Document section.
| | Social Anxiety vs Generalized Anxiety
Hello, I have had social anxiety my entire life, though I was not formally diagnosed until I was 19 or 20. Through forcing myself to be in social situations, I have made them bearable. From kindergarten through high school graduation, I had very few friends, and I was painfully shy--whenever someone would talk to me I'd instantly get the deer in the headlights look and get extremely nervous and skittish and tense. I'd just sort of stand there shaking and unable to talk. Fortunately, it was a fairly small school and most of the people I went to school with were understanding and came to accept me for it.
In college, I got a job as a cashier, which forced me to talk to dozens of new people every day and make small talk. At first I was so nervous I was stammering and running to the bathroom every chance I got to throw up from nerves. But I forced myself to keep on. I found it helped a lot. After college, I joined the Army, where I learned to use my "outdoor" voice and speak up.
So, though I rarely initiate conversations, when someone talks to me I have hardly any problem chit chatting now. I've gone from almost freakish to being described by my acquaintances as "weird, but nice." I don't think social anxiety is my problem anymore.

Provided data.
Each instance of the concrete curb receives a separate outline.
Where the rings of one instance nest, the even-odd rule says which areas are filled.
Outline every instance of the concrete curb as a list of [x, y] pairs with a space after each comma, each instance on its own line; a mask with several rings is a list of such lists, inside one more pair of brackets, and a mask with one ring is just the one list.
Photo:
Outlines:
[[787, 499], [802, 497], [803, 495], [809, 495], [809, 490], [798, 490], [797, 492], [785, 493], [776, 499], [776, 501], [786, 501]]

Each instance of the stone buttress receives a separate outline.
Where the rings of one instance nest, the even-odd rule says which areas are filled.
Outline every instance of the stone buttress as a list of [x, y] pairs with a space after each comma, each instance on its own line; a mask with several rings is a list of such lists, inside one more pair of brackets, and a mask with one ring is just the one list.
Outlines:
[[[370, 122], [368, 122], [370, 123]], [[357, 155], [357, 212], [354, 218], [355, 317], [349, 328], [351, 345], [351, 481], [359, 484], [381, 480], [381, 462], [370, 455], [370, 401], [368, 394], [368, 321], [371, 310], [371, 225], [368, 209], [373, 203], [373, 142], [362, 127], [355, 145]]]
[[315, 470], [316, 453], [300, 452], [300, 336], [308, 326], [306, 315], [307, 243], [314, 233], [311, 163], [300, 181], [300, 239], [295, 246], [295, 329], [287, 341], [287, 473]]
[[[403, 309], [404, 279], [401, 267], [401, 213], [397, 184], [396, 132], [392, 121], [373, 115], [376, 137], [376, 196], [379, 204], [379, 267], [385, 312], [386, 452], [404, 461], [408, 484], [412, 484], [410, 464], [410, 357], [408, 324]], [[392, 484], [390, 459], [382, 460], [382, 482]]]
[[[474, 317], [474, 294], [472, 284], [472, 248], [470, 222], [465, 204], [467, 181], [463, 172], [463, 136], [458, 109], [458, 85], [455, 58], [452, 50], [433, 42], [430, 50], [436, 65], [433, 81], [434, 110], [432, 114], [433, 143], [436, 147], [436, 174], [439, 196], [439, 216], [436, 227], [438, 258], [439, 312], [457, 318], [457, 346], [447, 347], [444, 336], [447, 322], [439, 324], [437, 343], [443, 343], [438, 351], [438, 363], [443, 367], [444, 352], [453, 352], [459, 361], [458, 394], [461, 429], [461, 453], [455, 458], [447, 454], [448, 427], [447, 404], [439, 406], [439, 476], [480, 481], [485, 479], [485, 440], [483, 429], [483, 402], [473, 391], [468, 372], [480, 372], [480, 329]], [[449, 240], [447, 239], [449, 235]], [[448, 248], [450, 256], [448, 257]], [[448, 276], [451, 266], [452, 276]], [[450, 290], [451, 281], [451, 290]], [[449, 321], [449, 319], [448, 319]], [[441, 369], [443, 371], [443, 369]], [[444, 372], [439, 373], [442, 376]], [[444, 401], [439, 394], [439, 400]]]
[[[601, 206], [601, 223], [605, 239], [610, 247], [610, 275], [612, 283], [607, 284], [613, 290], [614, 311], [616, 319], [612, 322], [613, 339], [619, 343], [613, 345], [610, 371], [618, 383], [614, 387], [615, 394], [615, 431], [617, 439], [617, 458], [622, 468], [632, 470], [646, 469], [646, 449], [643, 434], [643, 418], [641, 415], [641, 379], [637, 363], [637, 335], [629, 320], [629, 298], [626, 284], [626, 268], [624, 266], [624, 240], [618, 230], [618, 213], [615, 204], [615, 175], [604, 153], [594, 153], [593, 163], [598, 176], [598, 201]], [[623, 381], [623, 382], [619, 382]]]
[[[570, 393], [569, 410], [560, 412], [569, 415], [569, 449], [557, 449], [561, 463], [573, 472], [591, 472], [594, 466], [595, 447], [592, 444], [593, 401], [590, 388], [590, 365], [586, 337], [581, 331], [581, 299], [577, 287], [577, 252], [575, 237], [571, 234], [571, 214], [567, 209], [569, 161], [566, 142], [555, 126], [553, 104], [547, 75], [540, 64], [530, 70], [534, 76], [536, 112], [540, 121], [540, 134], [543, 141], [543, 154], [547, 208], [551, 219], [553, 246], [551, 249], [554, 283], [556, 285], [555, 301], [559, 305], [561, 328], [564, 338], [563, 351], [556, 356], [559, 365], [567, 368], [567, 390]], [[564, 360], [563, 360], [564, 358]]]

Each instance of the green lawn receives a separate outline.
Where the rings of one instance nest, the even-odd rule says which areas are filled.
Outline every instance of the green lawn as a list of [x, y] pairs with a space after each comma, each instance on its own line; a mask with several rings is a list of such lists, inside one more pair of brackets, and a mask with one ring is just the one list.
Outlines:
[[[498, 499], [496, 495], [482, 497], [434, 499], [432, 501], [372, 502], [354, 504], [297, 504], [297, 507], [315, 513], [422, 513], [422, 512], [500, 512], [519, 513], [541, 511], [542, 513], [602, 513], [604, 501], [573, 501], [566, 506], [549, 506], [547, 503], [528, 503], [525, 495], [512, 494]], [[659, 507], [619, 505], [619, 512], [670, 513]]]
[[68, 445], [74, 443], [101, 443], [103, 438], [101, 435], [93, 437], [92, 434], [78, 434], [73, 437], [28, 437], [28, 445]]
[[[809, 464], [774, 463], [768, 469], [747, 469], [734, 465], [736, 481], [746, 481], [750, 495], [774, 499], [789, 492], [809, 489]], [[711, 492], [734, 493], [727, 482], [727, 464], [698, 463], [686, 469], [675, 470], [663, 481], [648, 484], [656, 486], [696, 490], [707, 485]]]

Exercise.
Could you repeat the social anxiety post from "In college, I" to "and speak up.", substituting "bank teller" for "cashier"?

Reply to the task.
In college, I got a job as a bank teller, which forced me to talk to dozens of new people every day and make small talk. At first I was so nervous I was stammering and running to the bathroom every chance I got to throw up from nerves. But I forced myself to keep on. I found it helped a lot. After college, I joined the Army, where I learned to use my "outdoor" voice and speak up.